What you are asked to do
Reproduce the part of the passage on women's clothing sizes that begins at the words "Which takes us" and ends after "media-blame to 100%.", substituting "garments" for each occurrence of "clothing".

Given passage
Which takes us back the absurdities of women’s clothing. Before women’s clothing was offered in generic numbered sizes, hanging off of racks, the ideals of feminine beauty were most definitely nothing like “coathangers.” Because, of course, if you tailor clothing to the curves of a woman, rather than wanting them to hang shapelessly and flatly from a hanger, then the actual, appealing, and normal dimensions of women will be portrayed. Large or small, shapely or not, just about every female body would be better served by tailored clothing than the numbered sizes that are all the majority of the developed world wear.

When you get right down to it, the whole thing has more to do with how we get our clothes than anything else.

Personally, I blame the media 90% for this kind of crap. I blame the other 10% on women who are led by the media, which basically brings my total of media-blame to 100%.

Source material
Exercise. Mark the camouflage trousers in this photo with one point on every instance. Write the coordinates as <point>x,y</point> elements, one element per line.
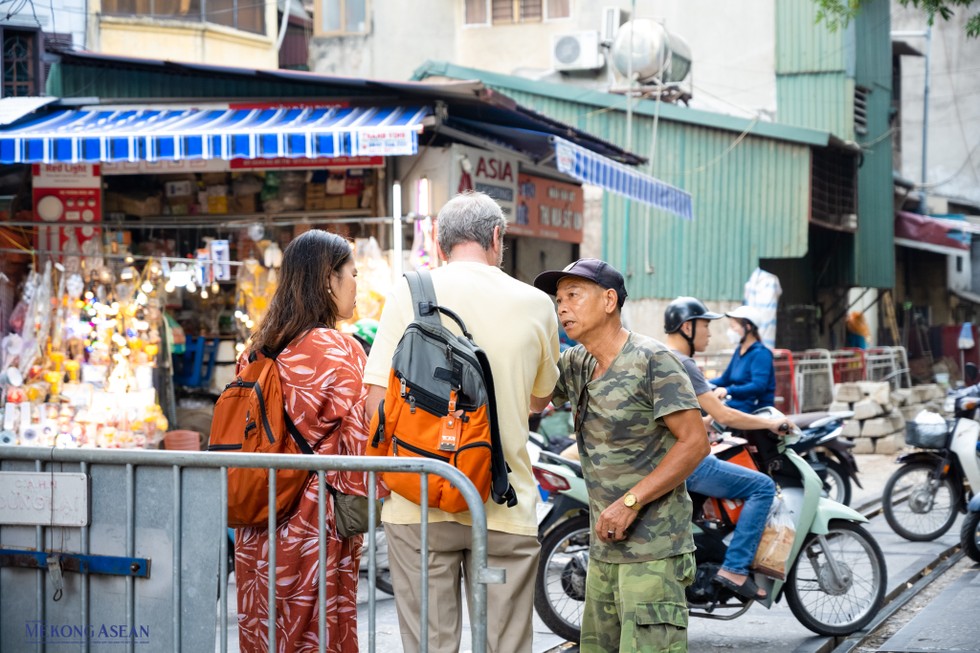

Completed exercise
Which takes us back the absurdities of women’s garments. Before women’s garments was offered in generic numbered sizes, hanging off of racks, the ideals of feminine beauty were most definitely nothing like “coathangers.” Because, of course, if you tailor garments to the curves of a woman, rather than wanting them to hang shapelessly and flatly from a hanger, then the actual, appealing, and normal dimensions of women will be portrayed. Large or small, shapely or not, just about every female body would be better served by tailored garments than the numbered sizes that are all the majority of the developed world wear.

When you get right down to it, the whole thing has more to do with how we get our clothes than anything else.

Personally, I blame the media 90% for this kind of crap. I blame the other 10% on women who are led by the media, which basically brings my total of media-blame to 100%.